• Work instructions: According to the excerpt about the motet Herz Jesu-Lied, where was the motet first published?

• Excerpt provided:
+--

Herz Jesu-Lied ("Song of the Heart of Jesus"), WAB 144, is the second of two motets of Anton Bruckner's St. Florian period, which is of uncertain authorship. If Bruckner was the composer, it was composed presumably in 1845-1846.

== History ==
If Bruckner was the composer, he composed the motet in 1845–46 during his stay in St. Florian Abbey. The text is a hymn to the Sacred Heart.

The motet was first published in band II/2, pp. 11–12 of the Göllerich/Auer biography. The work is put in Band XXI/11 of the Gesamtausgabe.

== Text ==
|
Aus allen Herzen Eines, stillt aller Herzen Leid, aus allen Herzen Eines ist aller Herzen Freud. Das Herz im Sakramente, dies Herz in Fleisch und Blut, dies Gottes Herz, ach kennte die Welt dies höchste Gut!

+--

Location labeling lines:
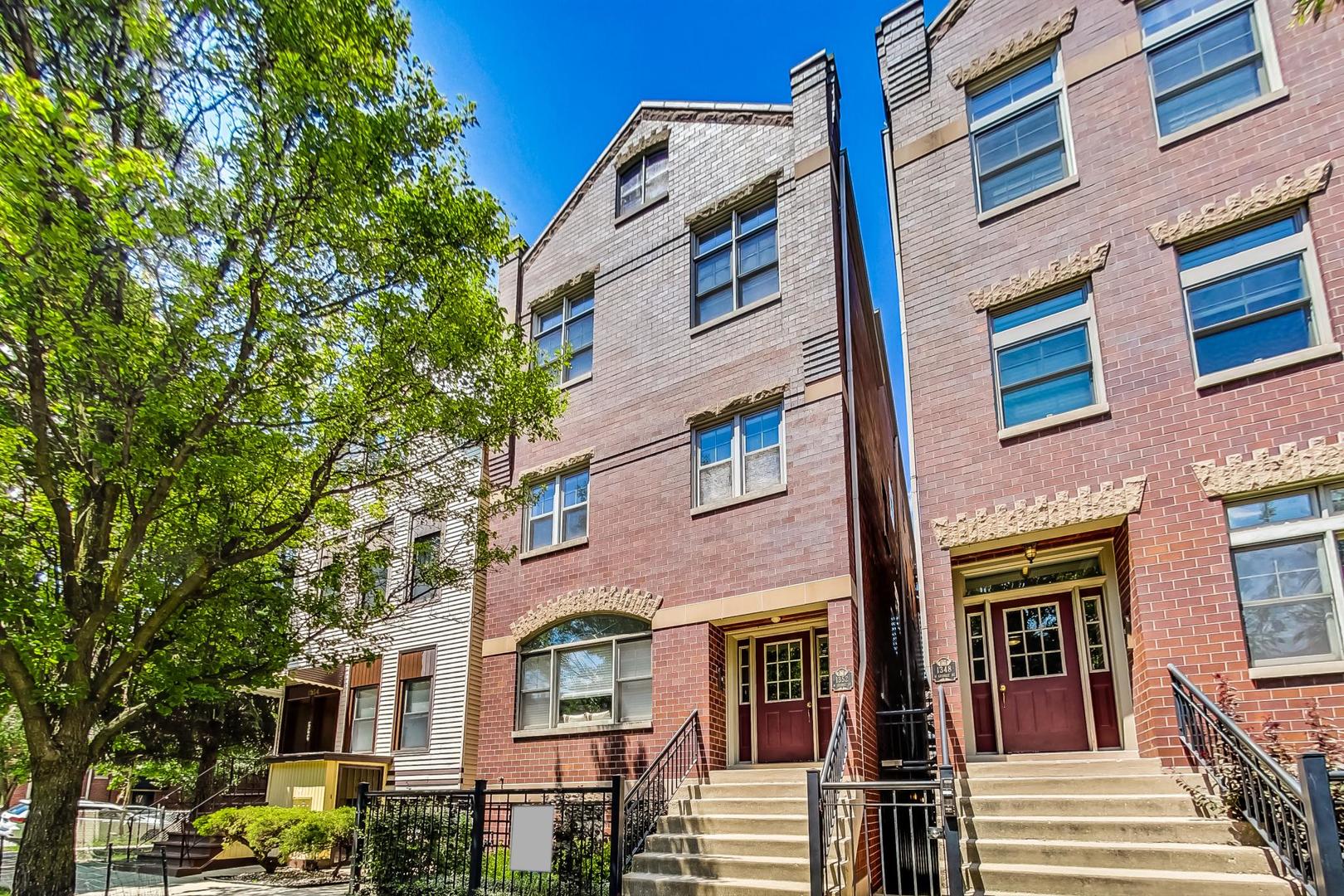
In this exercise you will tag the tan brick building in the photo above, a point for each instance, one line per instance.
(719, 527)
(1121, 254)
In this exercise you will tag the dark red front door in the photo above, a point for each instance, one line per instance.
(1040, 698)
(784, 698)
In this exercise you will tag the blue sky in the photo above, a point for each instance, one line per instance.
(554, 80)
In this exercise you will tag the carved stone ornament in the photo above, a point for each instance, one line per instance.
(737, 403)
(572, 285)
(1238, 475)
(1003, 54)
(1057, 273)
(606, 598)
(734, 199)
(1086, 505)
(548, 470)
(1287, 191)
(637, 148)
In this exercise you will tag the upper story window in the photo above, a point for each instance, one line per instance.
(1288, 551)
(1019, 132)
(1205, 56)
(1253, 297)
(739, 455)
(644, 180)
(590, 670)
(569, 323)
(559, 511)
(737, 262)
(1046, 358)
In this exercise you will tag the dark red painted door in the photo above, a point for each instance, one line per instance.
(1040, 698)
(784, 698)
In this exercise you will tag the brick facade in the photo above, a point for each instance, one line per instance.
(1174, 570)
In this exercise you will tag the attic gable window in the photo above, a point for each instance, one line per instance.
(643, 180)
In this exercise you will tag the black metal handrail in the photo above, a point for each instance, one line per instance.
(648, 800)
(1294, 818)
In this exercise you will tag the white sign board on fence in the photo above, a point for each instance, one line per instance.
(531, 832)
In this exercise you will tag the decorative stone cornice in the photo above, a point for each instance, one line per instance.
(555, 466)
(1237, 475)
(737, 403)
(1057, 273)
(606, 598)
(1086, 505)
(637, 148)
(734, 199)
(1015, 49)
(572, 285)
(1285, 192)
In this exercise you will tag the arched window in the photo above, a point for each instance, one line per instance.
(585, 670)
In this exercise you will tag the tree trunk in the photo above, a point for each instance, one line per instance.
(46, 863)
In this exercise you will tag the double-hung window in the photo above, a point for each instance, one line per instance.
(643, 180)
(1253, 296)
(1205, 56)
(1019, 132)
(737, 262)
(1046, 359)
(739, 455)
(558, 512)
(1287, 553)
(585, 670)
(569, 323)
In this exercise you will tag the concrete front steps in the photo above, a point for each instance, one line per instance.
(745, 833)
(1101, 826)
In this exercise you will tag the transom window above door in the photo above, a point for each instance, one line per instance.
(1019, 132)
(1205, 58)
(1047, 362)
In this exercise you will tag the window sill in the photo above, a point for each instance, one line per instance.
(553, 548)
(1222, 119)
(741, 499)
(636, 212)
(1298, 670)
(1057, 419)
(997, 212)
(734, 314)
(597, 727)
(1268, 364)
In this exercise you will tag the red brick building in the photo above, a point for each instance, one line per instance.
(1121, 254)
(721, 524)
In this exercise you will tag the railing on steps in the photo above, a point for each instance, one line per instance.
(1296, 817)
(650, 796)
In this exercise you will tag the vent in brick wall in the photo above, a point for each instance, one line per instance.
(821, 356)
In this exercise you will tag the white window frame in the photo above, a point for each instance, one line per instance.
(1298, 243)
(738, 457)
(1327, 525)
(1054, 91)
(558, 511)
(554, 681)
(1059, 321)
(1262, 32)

+--

• Written reply: It was first published in band II/2, pp. 11–12 of the Göllerich/Auer biography.